■ TASK DESCRIPTION ■
After finding the line with "What to find: gravel ground" in the entries below, copy that line and each one after it exactly, through the last line, and omit pictures.

DATASET RECORDS section start

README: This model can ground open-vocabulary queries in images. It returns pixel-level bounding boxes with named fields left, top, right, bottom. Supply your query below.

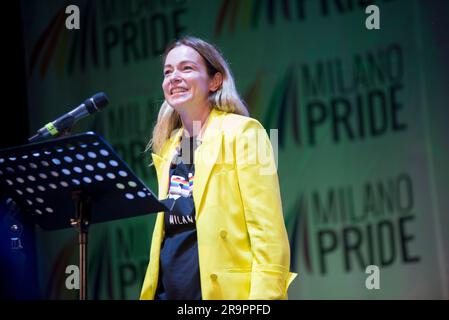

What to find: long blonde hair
left=147, top=36, right=249, bottom=154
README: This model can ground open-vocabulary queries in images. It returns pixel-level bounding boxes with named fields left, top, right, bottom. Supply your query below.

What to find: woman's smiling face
left=162, top=45, right=214, bottom=112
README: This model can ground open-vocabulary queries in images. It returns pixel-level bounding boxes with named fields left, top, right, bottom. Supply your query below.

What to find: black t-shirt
left=155, top=136, right=202, bottom=300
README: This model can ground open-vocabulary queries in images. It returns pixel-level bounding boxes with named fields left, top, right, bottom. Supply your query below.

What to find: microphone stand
left=27, top=124, right=93, bottom=299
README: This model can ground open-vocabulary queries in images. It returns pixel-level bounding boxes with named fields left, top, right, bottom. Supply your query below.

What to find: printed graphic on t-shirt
left=165, top=162, right=195, bottom=228
left=168, top=172, right=194, bottom=200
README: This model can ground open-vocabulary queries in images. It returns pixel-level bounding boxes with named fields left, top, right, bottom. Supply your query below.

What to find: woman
left=140, top=37, right=296, bottom=300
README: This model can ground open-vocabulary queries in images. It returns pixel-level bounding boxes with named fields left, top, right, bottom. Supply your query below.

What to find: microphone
left=29, top=92, right=109, bottom=143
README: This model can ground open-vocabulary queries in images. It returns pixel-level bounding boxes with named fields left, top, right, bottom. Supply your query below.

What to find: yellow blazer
left=140, top=108, right=297, bottom=300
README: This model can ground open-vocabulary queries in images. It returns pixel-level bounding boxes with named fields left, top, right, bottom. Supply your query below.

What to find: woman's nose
left=168, top=70, right=182, bottom=83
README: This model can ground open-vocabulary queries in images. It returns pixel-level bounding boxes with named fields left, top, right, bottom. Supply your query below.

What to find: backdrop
left=19, top=0, right=449, bottom=299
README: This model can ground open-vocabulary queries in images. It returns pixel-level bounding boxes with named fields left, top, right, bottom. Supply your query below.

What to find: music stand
left=0, top=132, right=166, bottom=300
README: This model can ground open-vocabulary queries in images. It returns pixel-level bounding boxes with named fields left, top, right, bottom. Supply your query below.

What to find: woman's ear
left=209, top=72, right=223, bottom=92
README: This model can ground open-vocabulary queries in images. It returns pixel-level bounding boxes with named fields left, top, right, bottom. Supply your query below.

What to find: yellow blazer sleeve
left=235, top=119, right=296, bottom=299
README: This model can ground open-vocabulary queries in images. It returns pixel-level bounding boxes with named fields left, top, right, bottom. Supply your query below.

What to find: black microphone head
left=84, top=92, right=109, bottom=114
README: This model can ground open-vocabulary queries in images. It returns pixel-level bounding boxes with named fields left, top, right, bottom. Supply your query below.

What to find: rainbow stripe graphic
left=215, top=0, right=295, bottom=36
left=28, top=1, right=99, bottom=79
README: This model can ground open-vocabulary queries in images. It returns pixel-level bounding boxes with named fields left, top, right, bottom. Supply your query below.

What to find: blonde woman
left=140, top=37, right=296, bottom=300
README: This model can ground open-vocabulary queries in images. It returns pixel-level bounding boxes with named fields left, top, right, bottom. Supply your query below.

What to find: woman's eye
left=164, top=70, right=171, bottom=76
left=184, top=66, right=193, bottom=71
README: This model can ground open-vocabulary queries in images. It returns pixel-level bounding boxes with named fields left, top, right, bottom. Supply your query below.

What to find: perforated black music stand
left=0, top=132, right=165, bottom=300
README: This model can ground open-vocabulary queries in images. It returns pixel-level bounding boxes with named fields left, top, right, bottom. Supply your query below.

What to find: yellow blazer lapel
left=152, top=127, right=183, bottom=199
left=151, top=153, right=170, bottom=199
left=151, top=109, right=225, bottom=220
left=193, top=109, right=225, bottom=220
left=193, top=134, right=222, bottom=220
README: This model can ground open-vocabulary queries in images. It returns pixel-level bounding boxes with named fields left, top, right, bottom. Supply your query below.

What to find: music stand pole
left=70, top=190, right=91, bottom=300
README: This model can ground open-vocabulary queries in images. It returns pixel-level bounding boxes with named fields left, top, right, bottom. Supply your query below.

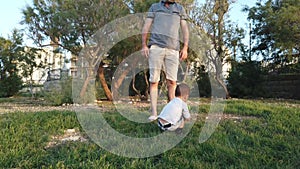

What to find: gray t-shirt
left=147, top=2, right=188, bottom=51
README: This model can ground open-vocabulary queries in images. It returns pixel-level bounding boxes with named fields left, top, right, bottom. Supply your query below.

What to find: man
left=142, top=0, right=189, bottom=121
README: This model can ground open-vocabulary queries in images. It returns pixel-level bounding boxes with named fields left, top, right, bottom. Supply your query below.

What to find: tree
left=246, top=0, right=300, bottom=71
left=123, top=0, right=157, bottom=13
left=191, top=0, right=244, bottom=98
left=108, top=35, right=144, bottom=100
left=22, top=0, right=131, bottom=101
left=0, top=31, right=24, bottom=97
left=224, top=23, right=246, bottom=61
left=212, top=0, right=230, bottom=98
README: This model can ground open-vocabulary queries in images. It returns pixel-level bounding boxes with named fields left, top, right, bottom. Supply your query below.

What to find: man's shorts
left=148, top=45, right=179, bottom=82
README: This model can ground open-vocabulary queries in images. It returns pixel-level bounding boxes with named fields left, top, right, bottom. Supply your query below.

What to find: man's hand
left=180, top=47, right=188, bottom=61
left=142, top=45, right=150, bottom=58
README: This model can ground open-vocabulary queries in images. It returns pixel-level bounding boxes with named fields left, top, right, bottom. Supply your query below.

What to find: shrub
left=227, top=61, right=265, bottom=98
left=196, top=65, right=211, bottom=97
left=43, top=77, right=73, bottom=106
left=0, top=73, right=23, bottom=97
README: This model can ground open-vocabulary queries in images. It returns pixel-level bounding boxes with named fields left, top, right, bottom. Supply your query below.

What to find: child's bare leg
left=175, top=120, right=185, bottom=134
left=179, top=120, right=185, bottom=128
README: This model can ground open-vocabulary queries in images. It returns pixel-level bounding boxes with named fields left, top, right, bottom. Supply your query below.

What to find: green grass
left=0, top=99, right=299, bottom=168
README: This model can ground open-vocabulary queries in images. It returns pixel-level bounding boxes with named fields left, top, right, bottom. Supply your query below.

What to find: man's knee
left=150, top=82, right=159, bottom=88
left=166, top=80, right=176, bottom=87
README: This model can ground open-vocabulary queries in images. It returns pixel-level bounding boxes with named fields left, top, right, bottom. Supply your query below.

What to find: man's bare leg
left=167, top=80, right=176, bottom=102
left=149, top=82, right=159, bottom=120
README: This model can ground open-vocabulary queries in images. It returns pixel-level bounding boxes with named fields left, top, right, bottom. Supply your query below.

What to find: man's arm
left=142, top=18, right=153, bottom=58
left=180, top=19, right=189, bottom=60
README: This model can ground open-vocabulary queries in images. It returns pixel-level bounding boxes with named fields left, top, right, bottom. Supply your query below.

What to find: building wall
left=21, top=47, right=67, bottom=85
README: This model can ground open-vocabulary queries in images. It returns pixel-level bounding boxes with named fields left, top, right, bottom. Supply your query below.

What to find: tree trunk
left=80, top=76, right=91, bottom=98
left=215, top=60, right=230, bottom=98
left=132, top=73, right=142, bottom=98
left=98, top=64, right=113, bottom=101
left=143, top=70, right=149, bottom=100
left=213, top=0, right=230, bottom=98
left=112, top=66, right=131, bottom=101
left=112, top=56, right=139, bottom=100
left=216, top=73, right=230, bottom=99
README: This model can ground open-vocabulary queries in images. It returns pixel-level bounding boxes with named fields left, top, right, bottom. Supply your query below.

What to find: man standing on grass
left=142, top=0, right=189, bottom=121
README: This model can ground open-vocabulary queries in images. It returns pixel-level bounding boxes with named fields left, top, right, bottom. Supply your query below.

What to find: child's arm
left=182, top=103, right=191, bottom=121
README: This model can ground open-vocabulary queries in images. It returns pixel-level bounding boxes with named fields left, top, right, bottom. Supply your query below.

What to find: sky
left=0, top=0, right=32, bottom=39
left=226, top=0, right=256, bottom=28
left=0, top=0, right=256, bottom=46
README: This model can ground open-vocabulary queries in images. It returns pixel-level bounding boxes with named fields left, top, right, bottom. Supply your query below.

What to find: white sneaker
left=148, top=115, right=157, bottom=121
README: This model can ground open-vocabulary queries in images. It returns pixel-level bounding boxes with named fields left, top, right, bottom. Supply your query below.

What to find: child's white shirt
left=158, top=97, right=190, bottom=125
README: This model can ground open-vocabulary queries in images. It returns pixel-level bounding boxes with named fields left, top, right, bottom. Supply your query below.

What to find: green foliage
left=0, top=30, right=44, bottom=98
left=20, top=47, right=46, bottom=79
left=227, top=61, right=265, bottom=98
left=247, top=0, right=300, bottom=67
left=0, top=31, right=24, bottom=97
left=0, top=73, right=23, bottom=97
left=196, top=65, right=211, bottom=97
left=44, top=77, right=73, bottom=106
left=22, top=0, right=131, bottom=56
left=224, top=23, right=246, bottom=60
left=22, top=0, right=133, bottom=101
left=125, top=0, right=158, bottom=13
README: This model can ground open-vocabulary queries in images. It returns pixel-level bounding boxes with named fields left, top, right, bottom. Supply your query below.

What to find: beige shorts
left=148, top=45, right=179, bottom=82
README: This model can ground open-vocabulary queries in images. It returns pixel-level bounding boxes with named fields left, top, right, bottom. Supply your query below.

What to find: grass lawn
left=0, top=99, right=299, bottom=168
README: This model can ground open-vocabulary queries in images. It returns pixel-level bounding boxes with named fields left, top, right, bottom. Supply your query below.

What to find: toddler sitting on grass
left=157, top=83, right=191, bottom=134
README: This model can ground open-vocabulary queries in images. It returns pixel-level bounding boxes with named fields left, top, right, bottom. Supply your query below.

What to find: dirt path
left=0, top=102, right=73, bottom=114
left=0, top=97, right=74, bottom=114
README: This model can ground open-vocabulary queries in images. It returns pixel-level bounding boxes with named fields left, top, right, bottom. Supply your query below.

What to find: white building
left=21, top=46, right=69, bottom=85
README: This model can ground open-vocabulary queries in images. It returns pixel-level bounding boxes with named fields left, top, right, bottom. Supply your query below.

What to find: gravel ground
left=0, top=102, right=74, bottom=114
left=0, top=97, right=119, bottom=114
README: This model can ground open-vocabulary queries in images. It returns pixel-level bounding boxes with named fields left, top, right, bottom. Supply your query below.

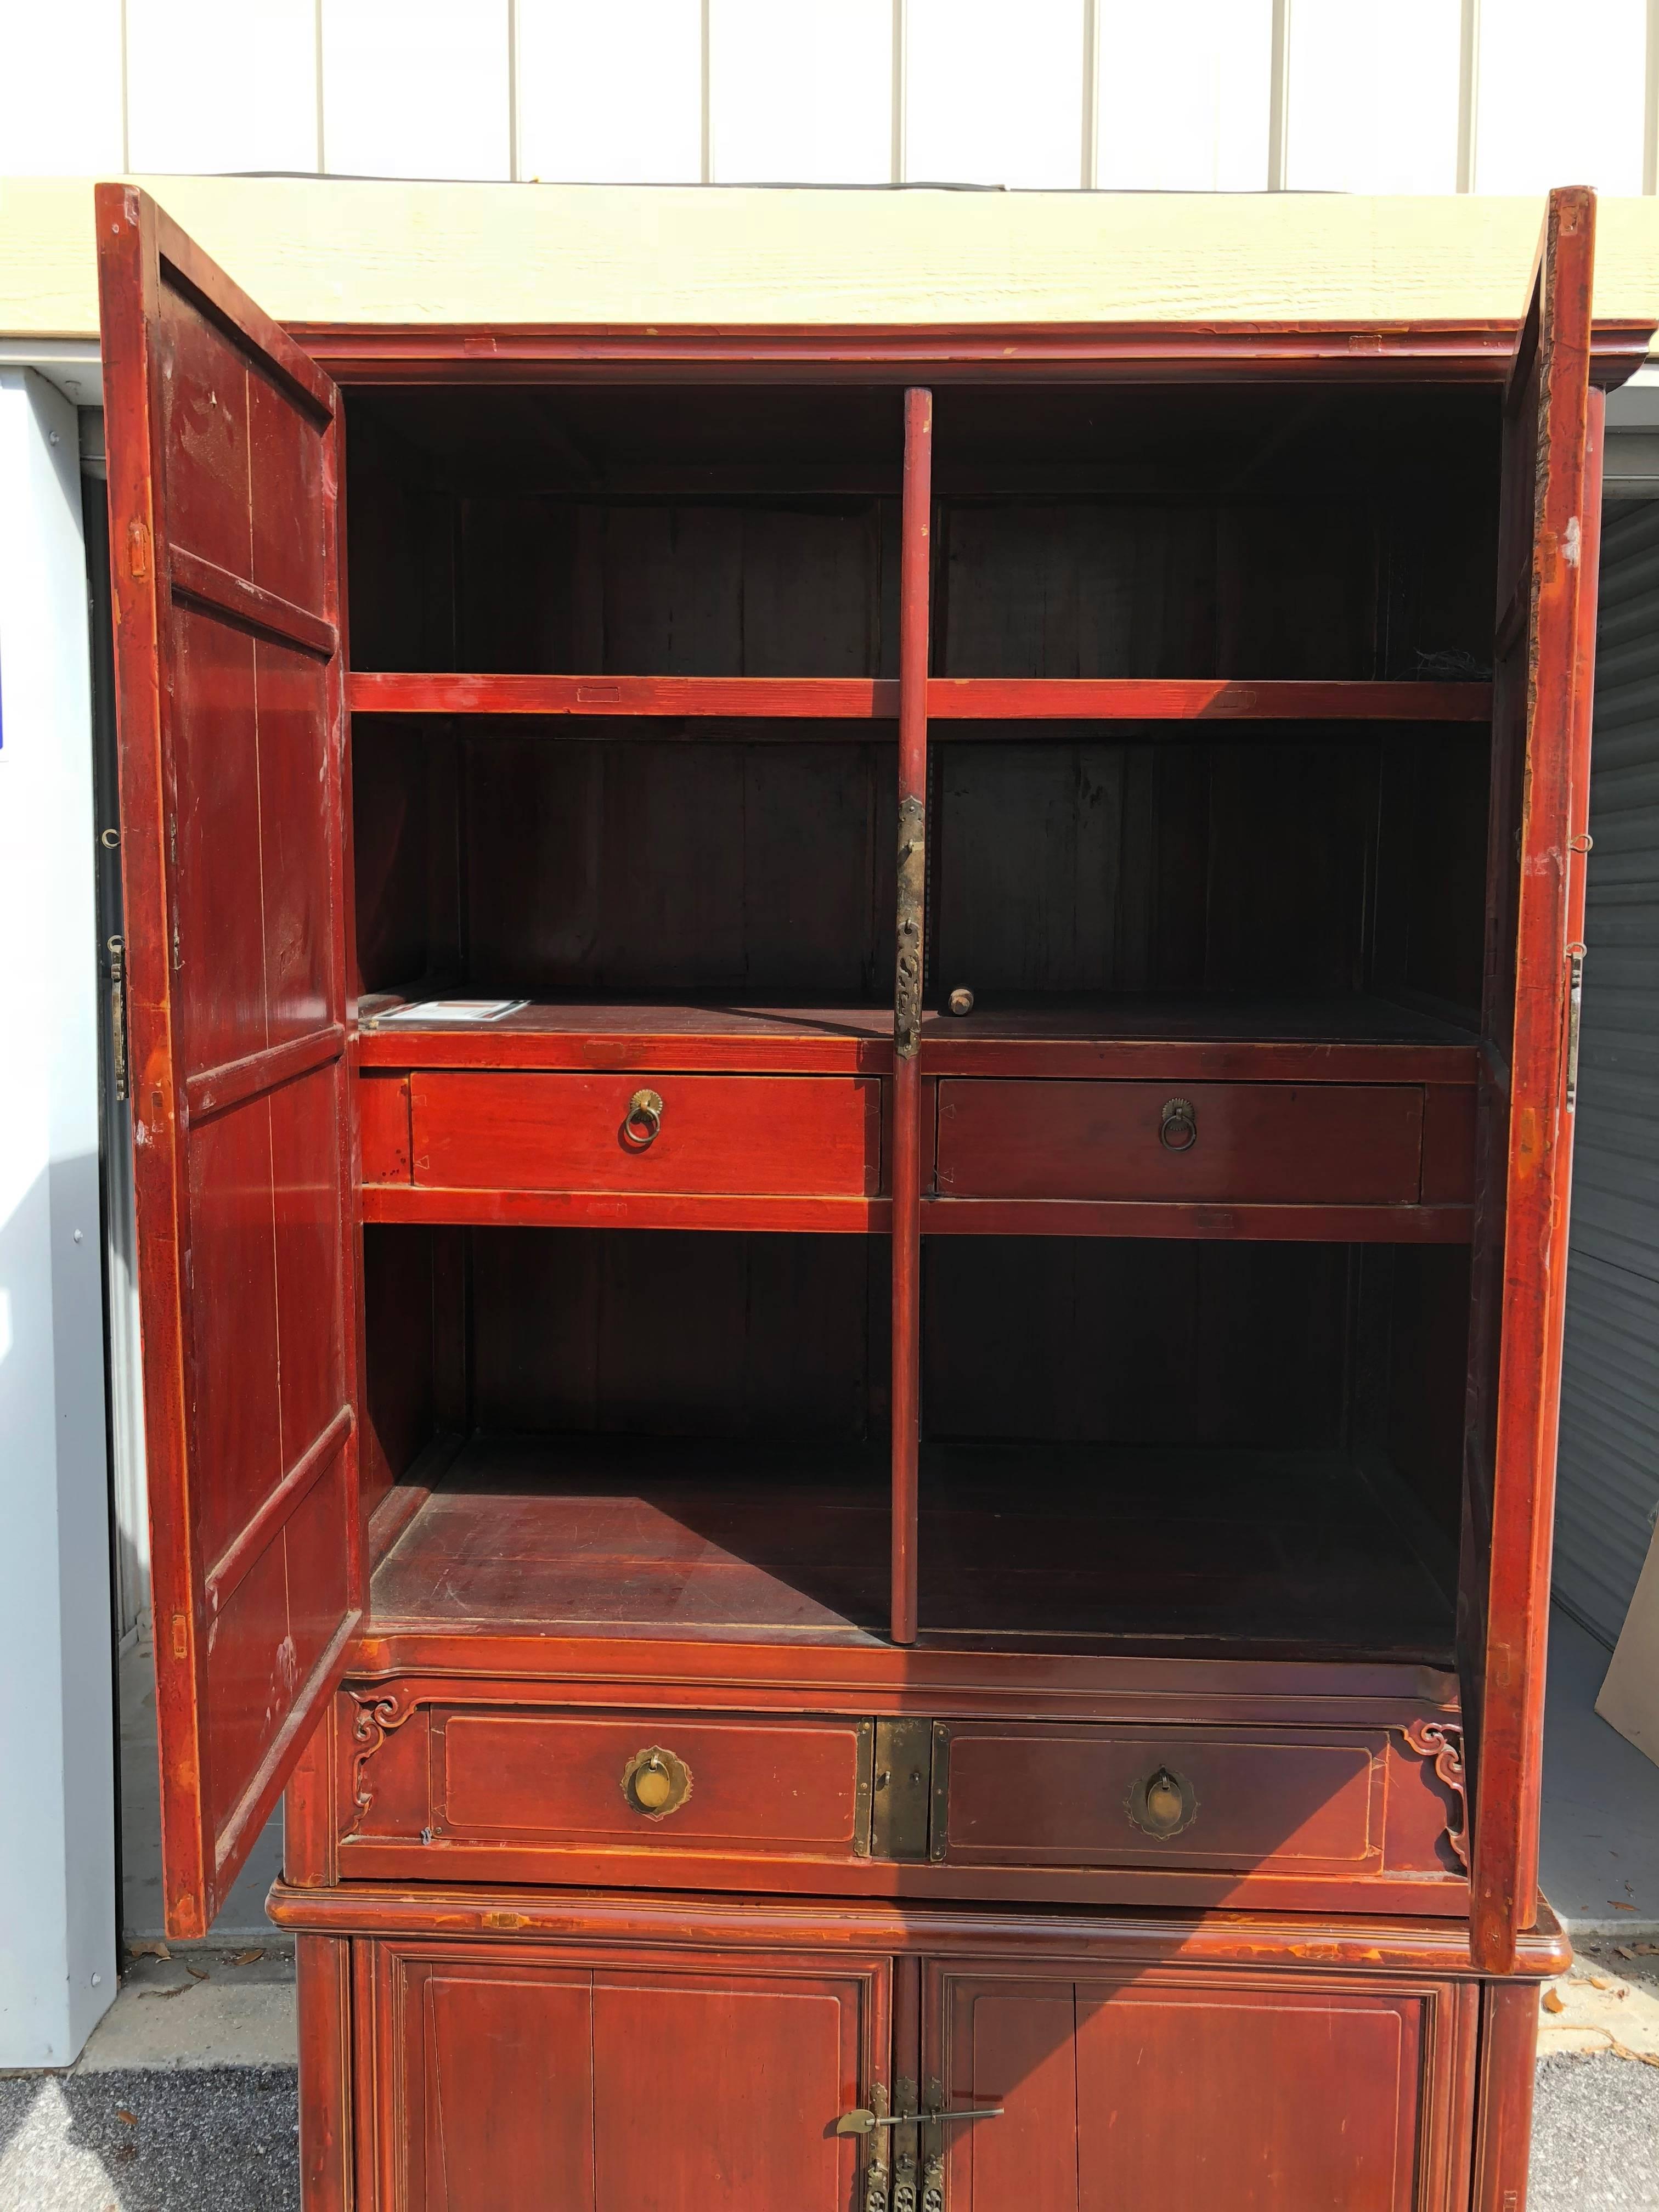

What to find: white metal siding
left=3, top=0, right=1657, bottom=195
left=1557, top=498, right=1659, bottom=1645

DATASET RECORDS section end

■ WRITTEN ANSWER ■
What to find: gravel ground
left=0, top=102, right=74, bottom=114
left=0, top=97, right=119, bottom=114
README: This model can ground open-vocabulary queries in images. It returns pixel-level bounding boxes with named fields left, top, right, bottom. Supply your query below.


What to find: white metal siding
left=3, top=0, right=1657, bottom=195
left=1557, top=498, right=1659, bottom=1645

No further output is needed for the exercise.